**EXCERPT**:
Segment Open

Thanks Ronni. I thought it kind of odd that PEW would be that slipshod.

It's just another example of the wealthy enablers trying to make a case for privatizing Social Security and Medicare.

I couldn't agree more.

Also those young people will be old people sooner when they think. If the current protections of Social Security and Medicare are, as FDR intended, saving the dignity of the elderly--then shouldn't all Americans be glad?

Thank heavens we had some money saved up when my son lost his job of 15 years! He had two sons still in school and didn't get another job in nine months. We were happy that we could help him get out from under an upside-down mortgage, get an apartment (paid his rent for a year), got him into a car without payments, and fed him for over a year. It was money he would have inherited upon our deaths, but, had we not been able to help him and the boys, who knows what would have happened? He found a good job, one son has graduated from college and the other will graduate in the spring. Did I mention they are both honor students? It would have been a shame if they had to drop out of school due to this crappy economy.

Segment Closed

**REQUIRED WORK**:
**A.** Echo the part of the comments starting with "I couldn't agree" and going on through "Americans be glad?".
**B.** Please list every way the comments say the parents helped their son after he lost his job.
**C.** Answer these questions from the comments:
(i) Which two programs do the comments say the wealthy enablers want to privatize?
(ii) How long had the son held the job he lost?
(iii) How long did the son go without getting another job?

Dataset records:
Segment Open

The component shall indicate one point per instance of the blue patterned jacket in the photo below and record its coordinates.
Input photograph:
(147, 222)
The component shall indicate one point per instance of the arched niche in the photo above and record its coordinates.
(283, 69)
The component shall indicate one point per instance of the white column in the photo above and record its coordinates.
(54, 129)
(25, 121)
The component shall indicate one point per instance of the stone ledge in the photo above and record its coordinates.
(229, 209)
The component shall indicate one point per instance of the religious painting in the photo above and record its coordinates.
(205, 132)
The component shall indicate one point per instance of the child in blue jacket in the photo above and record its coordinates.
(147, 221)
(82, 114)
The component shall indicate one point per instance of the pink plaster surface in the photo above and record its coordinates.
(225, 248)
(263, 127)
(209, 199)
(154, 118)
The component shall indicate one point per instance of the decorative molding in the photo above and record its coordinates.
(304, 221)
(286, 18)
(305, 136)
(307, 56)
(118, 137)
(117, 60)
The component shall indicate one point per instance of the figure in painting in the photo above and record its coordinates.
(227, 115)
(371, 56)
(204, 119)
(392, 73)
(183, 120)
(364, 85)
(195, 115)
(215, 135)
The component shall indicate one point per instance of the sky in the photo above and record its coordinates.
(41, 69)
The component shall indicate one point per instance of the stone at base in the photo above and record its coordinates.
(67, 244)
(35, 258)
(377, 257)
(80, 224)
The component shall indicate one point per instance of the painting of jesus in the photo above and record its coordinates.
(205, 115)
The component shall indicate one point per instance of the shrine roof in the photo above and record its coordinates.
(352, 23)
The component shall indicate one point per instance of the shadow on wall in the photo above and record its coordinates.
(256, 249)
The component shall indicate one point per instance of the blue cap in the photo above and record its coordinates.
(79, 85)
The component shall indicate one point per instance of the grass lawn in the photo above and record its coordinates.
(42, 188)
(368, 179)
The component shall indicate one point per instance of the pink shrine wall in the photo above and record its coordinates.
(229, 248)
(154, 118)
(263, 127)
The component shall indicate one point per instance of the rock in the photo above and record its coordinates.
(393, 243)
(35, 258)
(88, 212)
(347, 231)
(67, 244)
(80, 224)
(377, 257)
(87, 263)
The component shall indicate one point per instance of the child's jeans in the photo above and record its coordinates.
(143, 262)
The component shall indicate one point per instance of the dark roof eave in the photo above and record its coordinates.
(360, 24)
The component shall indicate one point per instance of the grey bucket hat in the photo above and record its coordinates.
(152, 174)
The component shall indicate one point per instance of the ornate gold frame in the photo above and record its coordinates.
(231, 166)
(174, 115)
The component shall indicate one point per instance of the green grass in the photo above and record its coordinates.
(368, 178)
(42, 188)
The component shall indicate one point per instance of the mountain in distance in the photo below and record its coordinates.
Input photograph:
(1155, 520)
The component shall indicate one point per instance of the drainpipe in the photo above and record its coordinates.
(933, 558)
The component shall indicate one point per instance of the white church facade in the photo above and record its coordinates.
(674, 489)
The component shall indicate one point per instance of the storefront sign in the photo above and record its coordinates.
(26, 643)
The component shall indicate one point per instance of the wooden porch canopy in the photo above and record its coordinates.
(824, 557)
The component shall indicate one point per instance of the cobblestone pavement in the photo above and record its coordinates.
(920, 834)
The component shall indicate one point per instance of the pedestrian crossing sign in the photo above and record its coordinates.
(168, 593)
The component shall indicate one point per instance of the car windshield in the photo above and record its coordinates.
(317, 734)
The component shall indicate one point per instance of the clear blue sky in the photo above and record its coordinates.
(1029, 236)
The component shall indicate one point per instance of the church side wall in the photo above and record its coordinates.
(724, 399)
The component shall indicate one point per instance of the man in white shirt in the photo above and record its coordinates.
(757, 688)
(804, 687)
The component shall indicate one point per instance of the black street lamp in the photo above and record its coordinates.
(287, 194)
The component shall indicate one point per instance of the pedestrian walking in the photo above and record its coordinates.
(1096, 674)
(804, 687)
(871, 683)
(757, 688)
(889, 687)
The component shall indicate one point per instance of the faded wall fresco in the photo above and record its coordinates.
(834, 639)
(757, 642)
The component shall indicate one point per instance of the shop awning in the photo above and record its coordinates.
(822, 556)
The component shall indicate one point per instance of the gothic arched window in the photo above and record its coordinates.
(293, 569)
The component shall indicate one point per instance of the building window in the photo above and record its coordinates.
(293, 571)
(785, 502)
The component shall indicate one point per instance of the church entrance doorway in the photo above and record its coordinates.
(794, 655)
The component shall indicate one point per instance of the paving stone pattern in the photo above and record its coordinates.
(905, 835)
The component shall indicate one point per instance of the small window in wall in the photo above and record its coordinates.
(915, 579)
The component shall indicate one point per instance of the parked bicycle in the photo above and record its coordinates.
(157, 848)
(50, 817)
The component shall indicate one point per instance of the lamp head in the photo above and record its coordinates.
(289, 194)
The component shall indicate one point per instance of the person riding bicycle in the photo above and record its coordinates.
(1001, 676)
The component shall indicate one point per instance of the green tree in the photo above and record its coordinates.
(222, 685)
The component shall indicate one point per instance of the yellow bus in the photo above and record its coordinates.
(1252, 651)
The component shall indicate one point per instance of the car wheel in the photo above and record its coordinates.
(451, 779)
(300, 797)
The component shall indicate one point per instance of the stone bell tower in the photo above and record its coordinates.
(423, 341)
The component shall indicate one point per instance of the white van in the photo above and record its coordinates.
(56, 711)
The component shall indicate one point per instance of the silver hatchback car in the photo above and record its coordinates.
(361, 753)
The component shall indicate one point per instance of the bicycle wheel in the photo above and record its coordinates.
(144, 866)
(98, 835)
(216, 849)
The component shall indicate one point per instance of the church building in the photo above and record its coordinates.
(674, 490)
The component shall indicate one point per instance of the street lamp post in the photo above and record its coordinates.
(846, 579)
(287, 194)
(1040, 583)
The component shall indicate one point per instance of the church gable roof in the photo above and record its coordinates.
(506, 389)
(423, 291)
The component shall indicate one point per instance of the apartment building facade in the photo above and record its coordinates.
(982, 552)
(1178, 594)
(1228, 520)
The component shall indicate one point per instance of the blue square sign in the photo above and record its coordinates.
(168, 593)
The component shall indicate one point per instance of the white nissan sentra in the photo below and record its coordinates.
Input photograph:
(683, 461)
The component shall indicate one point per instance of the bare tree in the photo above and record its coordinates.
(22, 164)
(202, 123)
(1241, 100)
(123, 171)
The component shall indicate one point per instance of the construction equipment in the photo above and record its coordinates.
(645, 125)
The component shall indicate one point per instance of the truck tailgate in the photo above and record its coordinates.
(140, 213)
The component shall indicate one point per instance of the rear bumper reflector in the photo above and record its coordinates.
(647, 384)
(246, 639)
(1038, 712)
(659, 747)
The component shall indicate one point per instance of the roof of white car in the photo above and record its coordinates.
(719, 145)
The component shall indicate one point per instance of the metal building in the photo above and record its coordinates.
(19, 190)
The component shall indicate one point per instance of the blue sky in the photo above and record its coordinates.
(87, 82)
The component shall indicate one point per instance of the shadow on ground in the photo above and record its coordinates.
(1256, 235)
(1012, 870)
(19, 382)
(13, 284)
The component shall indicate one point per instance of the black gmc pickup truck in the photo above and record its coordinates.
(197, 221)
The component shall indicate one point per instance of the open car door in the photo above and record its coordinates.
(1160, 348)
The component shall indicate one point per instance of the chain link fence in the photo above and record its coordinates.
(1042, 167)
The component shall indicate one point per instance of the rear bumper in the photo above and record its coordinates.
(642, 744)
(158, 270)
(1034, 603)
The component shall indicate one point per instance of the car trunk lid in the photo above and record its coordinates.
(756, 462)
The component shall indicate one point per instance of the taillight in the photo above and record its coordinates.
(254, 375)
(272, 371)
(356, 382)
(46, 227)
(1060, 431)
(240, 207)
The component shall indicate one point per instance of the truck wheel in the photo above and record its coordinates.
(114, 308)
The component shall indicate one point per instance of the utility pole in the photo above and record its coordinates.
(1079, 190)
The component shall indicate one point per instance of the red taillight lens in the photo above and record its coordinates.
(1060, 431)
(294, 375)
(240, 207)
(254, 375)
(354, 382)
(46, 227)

Segment Closed

**RESPONSES TO THE EXERCISE**:
**A.**
I couldn't agree more.

Also those young people will be old people sooner when they think. If the current protections of Social Security and Medicare are, as FDR intended, saving the dignity of the elderly--then shouldn't all Americans be glad?

**B.**
They helped him get out from under an upside-down mortgage.
They got him an apartment and paid his rent for a year.
They got him into a car without payments.
They fed him for over a year.

**C.**
(i) Social Security and Medicare
(ii) 15 years
(iii) Nine months